### RECORDED INFORMATION
---+---

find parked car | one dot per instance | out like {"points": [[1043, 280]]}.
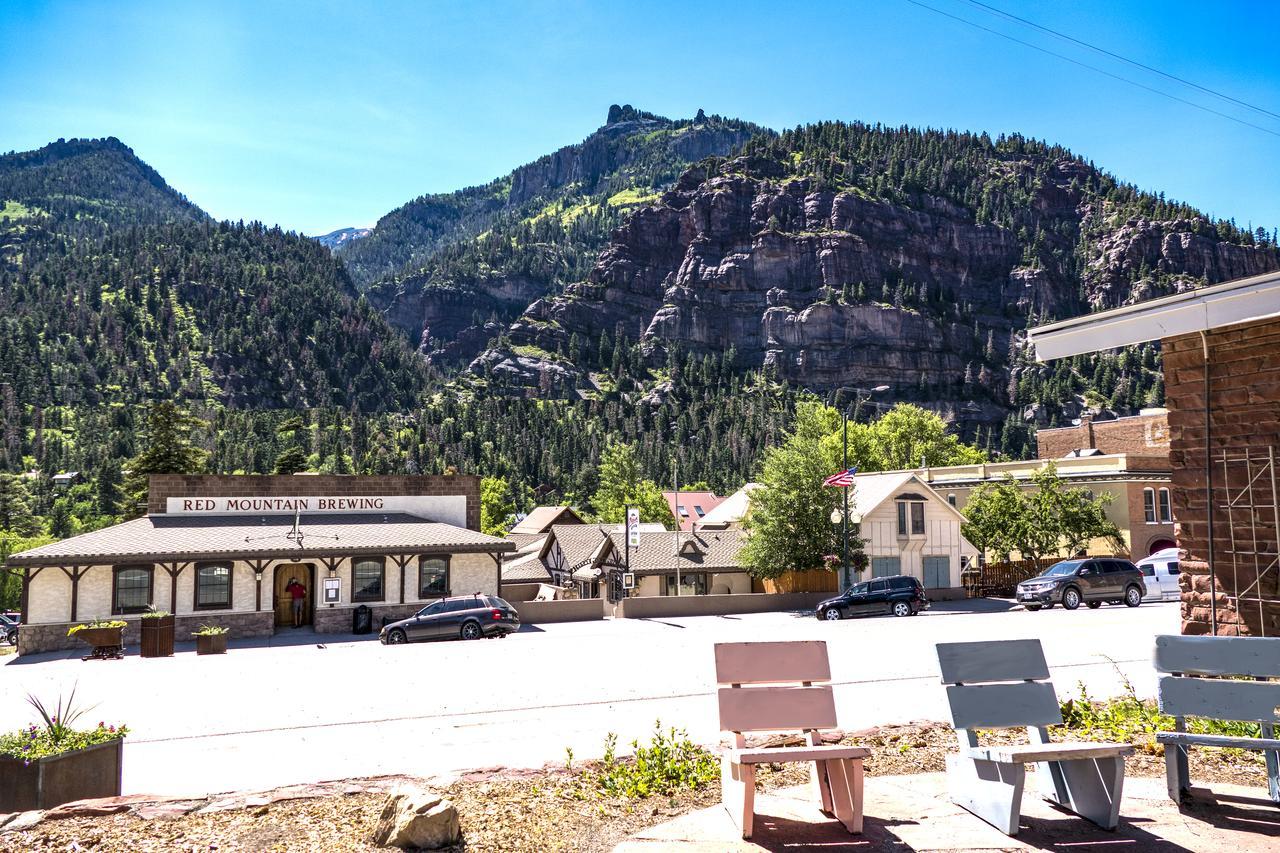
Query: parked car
{"points": [[1091, 580], [1160, 573], [897, 594], [9, 624], [466, 617]]}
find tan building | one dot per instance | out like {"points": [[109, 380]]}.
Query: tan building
{"points": [[1139, 488], [222, 550]]}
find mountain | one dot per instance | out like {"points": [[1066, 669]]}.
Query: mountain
{"points": [[453, 269], [114, 288], [845, 255], [336, 238]]}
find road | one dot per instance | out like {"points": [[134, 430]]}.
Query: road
{"points": [[319, 707]]}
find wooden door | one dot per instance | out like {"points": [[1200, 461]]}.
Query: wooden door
{"points": [[283, 600]]}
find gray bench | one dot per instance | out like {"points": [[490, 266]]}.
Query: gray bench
{"points": [[1004, 684], [1203, 680]]}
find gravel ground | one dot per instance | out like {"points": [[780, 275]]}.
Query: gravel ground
{"points": [[540, 811]]}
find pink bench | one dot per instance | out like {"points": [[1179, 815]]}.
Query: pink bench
{"points": [[771, 687]]}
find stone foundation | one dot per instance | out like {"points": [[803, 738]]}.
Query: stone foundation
{"points": [[50, 637]]}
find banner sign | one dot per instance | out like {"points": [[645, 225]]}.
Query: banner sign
{"points": [[430, 507]]}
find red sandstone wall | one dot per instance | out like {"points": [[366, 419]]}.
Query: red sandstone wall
{"points": [[1244, 415]]}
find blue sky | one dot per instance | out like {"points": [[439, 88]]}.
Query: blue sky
{"points": [[325, 114]]}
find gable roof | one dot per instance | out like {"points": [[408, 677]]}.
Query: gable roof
{"points": [[542, 519]]}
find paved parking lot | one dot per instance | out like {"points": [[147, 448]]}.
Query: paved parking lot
{"points": [[316, 707]]}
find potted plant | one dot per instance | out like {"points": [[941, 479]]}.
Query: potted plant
{"points": [[156, 634], [53, 763], [210, 639], [105, 635]]}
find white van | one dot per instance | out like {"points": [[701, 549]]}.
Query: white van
{"points": [[1160, 573]]}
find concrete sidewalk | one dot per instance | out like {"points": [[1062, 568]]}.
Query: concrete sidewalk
{"points": [[914, 813]]}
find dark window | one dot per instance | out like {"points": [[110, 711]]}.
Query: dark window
{"points": [[433, 576], [213, 585], [131, 589], [366, 579]]}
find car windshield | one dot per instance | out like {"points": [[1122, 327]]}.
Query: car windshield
{"points": [[1065, 568]]}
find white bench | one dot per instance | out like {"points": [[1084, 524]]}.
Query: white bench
{"points": [[1203, 680], [1004, 684], [772, 687]]}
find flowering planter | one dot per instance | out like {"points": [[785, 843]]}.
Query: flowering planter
{"points": [[106, 642], [158, 637], [83, 774], [210, 643]]}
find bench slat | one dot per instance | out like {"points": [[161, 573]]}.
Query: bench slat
{"points": [[1220, 698], [1033, 752], [763, 756], [1004, 706], [992, 661], [772, 662], [1230, 742], [777, 708], [1257, 656]]}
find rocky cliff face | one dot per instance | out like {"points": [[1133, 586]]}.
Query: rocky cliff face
{"points": [[830, 288]]}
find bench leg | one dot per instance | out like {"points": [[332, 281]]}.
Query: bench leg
{"points": [[737, 793], [821, 787], [1088, 787], [845, 776], [990, 789]]}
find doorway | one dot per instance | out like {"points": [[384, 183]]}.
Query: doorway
{"points": [[305, 574]]}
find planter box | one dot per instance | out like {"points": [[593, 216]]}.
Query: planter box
{"points": [[106, 642], [211, 644], [85, 774], [158, 637]]}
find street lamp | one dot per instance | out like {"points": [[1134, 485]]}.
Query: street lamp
{"points": [[862, 396]]}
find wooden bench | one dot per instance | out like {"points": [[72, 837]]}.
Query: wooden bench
{"points": [[1004, 684], [772, 687], [1203, 680]]}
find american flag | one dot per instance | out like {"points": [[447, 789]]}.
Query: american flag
{"points": [[841, 480]]}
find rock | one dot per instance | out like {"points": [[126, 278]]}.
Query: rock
{"points": [[415, 817]]}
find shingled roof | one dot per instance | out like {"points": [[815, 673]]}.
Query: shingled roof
{"points": [[173, 537]]}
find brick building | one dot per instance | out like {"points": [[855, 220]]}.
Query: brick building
{"points": [[1143, 434], [1221, 361], [223, 550]]}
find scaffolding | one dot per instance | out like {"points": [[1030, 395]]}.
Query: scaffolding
{"points": [[1253, 533]]}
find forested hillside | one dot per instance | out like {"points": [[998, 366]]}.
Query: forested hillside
{"points": [[114, 288], [848, 255], [452, 270]]}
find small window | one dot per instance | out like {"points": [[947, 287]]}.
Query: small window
{"points": [[433, 576], [131, 589], [213, 585], [366, 579]]}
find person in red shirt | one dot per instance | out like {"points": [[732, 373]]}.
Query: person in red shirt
{"points": [[298, 593]]}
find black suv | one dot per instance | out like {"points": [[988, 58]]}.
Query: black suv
{"points": [[1091, 580], [899, 594], [466, 617], [9, 628]]}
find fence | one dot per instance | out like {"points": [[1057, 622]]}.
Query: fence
{"points": [[1001, 578]]}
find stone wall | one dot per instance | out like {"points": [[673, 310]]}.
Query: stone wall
{"points": [[167, 486], [1144, 434], [1243, 416], [50, 637]]}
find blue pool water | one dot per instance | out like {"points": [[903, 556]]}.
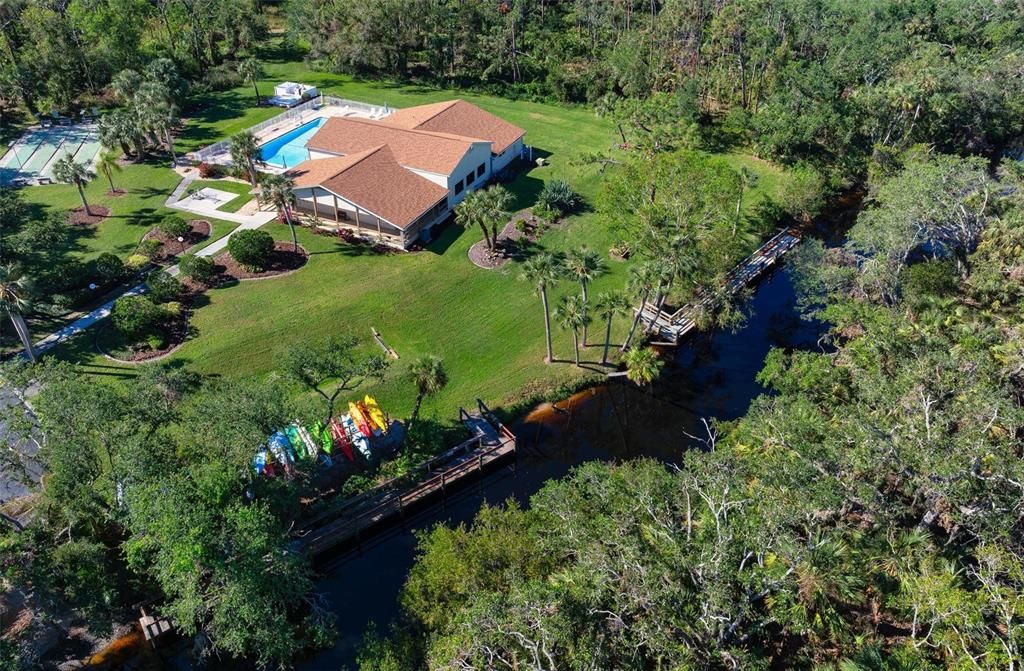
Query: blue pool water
{"points": [[290, 150]]}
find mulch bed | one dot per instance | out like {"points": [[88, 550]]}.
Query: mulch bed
{"points": [[175, 333], [508, 241], [283, 261], [79, 217], [170, 247]]}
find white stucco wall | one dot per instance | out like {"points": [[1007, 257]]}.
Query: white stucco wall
{"points": [[477, 156]]}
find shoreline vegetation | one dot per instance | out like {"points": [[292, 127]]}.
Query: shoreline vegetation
{"points": [[863, 514]]}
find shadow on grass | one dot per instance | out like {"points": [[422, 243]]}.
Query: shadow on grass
{"points": [[448, 233]]}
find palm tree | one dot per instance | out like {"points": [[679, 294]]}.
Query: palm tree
{"points": [[251, 71], [642, 366], [572, 316], [543, 270], [68, 171], [278, 190], [485, 208], [643, 280], [117, 127], [430, 377], [585, 265], [165, 119], [14, 301], [496, 208], [677, 260], [608, 305], [244, 153], [108, 164]]}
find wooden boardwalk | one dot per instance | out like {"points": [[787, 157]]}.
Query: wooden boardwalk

---+---

### EXERCISE DESCRIPTION
Print all of the entries word for word. Skip any images they contain.

### WRITTEN RESPONSE
find parked car | one dot per instance | out like {"points": [[1043, 280]]}.
Query: parked car
{"points": [[1091, 580], [1160, 573], [897, 594], [9, 624], [466, 617]]}
find tan building | one dot per instance | out like {"points": [[109, 380]]}.
Query: tan building
{"points": [[1139, 488], [222, 550]]}
find mountain | one dot per instance | out like {"points": [[1066, 669]]}.
Query: mountain
{"points": [[453, 269], [114, 288], [845, 255], [336, 238]]}
find road | one dot per instance | out like {"points": [[134, 430]]}.
Query: road
{"points": [[319, 707]]}
find wooden door | one dot per instance | out like {"points": [[1200, 461]]}.
Query: wooden door
{"points": [[283, 600]]}
find gray bench | one dot per instance | out like {"points": [[490, 266]]}.
Query: gray bench
{"points": [[1004, 684], [1203, 680]]}
find gravel ground | one dot per instance | out like {"points": [[780, 275]]}.
Query: gravel ground
{"points": [[540, 811]]}
find pink bench | one dot per instance | out like {"points": [[1179, 815]]}.
Query: pink bench
{"points": [[771, 687]]}
find stone foundation | one dot per instance | out like {"points": [[803, 738]]}.
Query: stone foundation
{"points": [[50, 637]]}
find banner sign | one dot per instance | out like {"points": [[645, 225]]}.
Query: banner sign
{"points": [[430, 507]]}
find red sandstone wall | one dot per instance | out like {"points": [[366, 419]]}.
Query: red sandstone wall
{"points": [[1244, 415]]}
find blue sky | one dot per instance | out like {"points": [[439, 88]]}.
Query: blue sky
{"points": [[325, 114]]}
find gable roof | one dot per instance | out like {"points": [[408, 677]]}.
Query: gable roof
{"points": [[542, 519]]}
find paved parking lot | one dot per instance | out like {"points": [[147, 448]]}.
Query: paved parking lot
{"points": [[316, 707]]}
find potted plant | one dot per instance | out like {"points": [[941, 479]]}.
Query: potted plant
{"points": [[156, 634], [53, 763], [210, 639], [105, 635]]}
find white van | one dot per instance | out like {"points": [[701, 549]]}.
Query: white van
{"points": [[1160, 573]]}
find concrete sidewalk | one dot per instance | out like {"points": [[1062, 568]]}.
Query: concrete sidewalk
{"points": [[914, 813]]}
find dark window | one dot per instance | out like {"points": [[110, 711]]}.
Query: dark window
{"points": [[433, 576], [213, 585], [131, 589], [366, 579]]}
find car windshield | one dot per instance | out like {"points": [[1122, 327]]}.
Query: car windshield
{"points": [[1065, 568]]}
find white bench | one dot per instance | out like {"points": [[1084, 524]]}.
Query: white bench
{"points": [[1203, 680], [1004, 684], [772, 687]]}
find flowering planter | one dot per instance | out like {"points": [[785, 843]]}.
Query: flowering planter
{"points": [[106, 642], [158, 637], [83, 774], [210, 643]]}
find bench slat | one dot per instance | out like {"points": [[161, 573]]}.
Query: bench slat
{"points": [[1220, 698], [1033, 752], [763, 756], [1004, 706], [992, 661], [772, 662], [1230, 742], [777, 708], [1257, 656]]}
find rocky cliff face | one dot per instance | out like {"points": [[1133, 586]]}.
Query: rocky cliff face
{"points": [[830, 288]]}
find bench leg | one dot per instance | out like {"points": [[332, 281]]}.
Query: bench leg
{"points": [[737, 793], [821, 787], [1088, 787], [845, 776], [990, 789]]}
find doorway | one dot per instance | out like {"points": [[384, 183]]}.
Query: doorway
{"points": [[305, 574]]}
find planter box | one dot per instance | out like {"points": [[593, 216]]}.
Query: planter box
{"points": [[106, 642], [211, 644], [85, 774], [158, 637]]}
find street lamp | one dot per instance | out like {"points": [[1134, 485]]}.
Query: street lamp
{"points": [[862, 396]]}
find wooden bench | one dot per instance | out like {"points": [[72, 837]]}.
Query: wooden bench
{"points": [[1004, 684], [772, 687], [1203, 680]]}
find american flag | one dot per instance | out like {"points": [[447, 789]]}.
Query: american flag
{"points": [[841, 480]]}
find rock | one dot per instance | out like {"points": [[126, 278]]}.
Query: rock
{"points": [[415, 817]]}
find shingled roof | one dot per instance | out like {"points": [[815, 673]]}.
Query: shingled roof
{"points": [[173, 537]]}
find brick building | one dot per instance | out like {"points": [[855, 220]]}.
Query: brick building
{"points": [[1143, 434], [1221, 361], [223, 550]]}
find scaffolding | one dot per instance | out like {"points": [[1030, 395]]}.
Query: scaffolding
{"points": [[1253, 533]]}
find forested hillside | one dot per instance | out like {"points": [[998, 366]]}.
Query: forested hillside
{"points": [[114, 288], [848, 255], [452, 270]]}
find small window | one dot per instance | out like {"points": [[947, 287]]}.
Query: small window
{"points": [[433, 576], [131, 589], [213, 585], [366, 579]]}
find person in red shirt | one dot per instance | out like {"points": [[732, 373]]}.
Query: person in red shirt
{"points": [[298, 593]]}
find black suv | one dot per instance | out like {"points": [[988, 58]]}.
Query: black suv
{"points": [[1091, 580], [899, 594], [466, 617], [9, 628]]}
find fence | one dot per instance | out like {"points": [[1057, 622]]}.
Query: fence
{"points": [[1001, 578]]}
find stone wall | one dot per instance | out like {"points": [[673, 310]]}.
Query: stone wall
{"points": [[167, 486], [1144, 434], [1243, 416], [50, 637]]}
find blue pool water | one dot per instance | out like {"points": [[903, 556]]}.
Query: blue pool water
{"points": [[290, 150]]}
find mulch bed | one dot per instance | out like {"points": [[88, 550]]}.
Query: mulch bed
{"points": [[175, 333], [508, 241], [283, 261], [79, 217], [170, 247]]}
find white stucco wall | one dot per instance | out like {"points": [[1007, 257]]}.
Query: white stucco wall
{"points": [[477, 156]]}
find shoreline vegetation | one dot per instance | out like {"points": [[292, 127]]}.
Query: shoreline vegetation
{"points": [[863, 514]]}
find shadow on grass | one dot per instance | out like {"points": [[422, 243]]}.
Query: shadow on grass
{"points": [[448, 233]]}
find palm tree | one dot per instance | out like {"points": [[679, 294]]}.
Query: palm tree
{"points": [[251, 71], [642, 366], [572, 316], [543, 270], [68, 171], [278, 190], [485, 208], [643, 280], [117, 127], [430, 377], [585, 265], [165, 119], [14, 301], [496, 208], [677, 260], [608, 305], [244, 153], [108, 164]]}
find wooden boardwalk | one dot per instance | out like {"points": [[787, 157]]}.
Query: wooden boardwalk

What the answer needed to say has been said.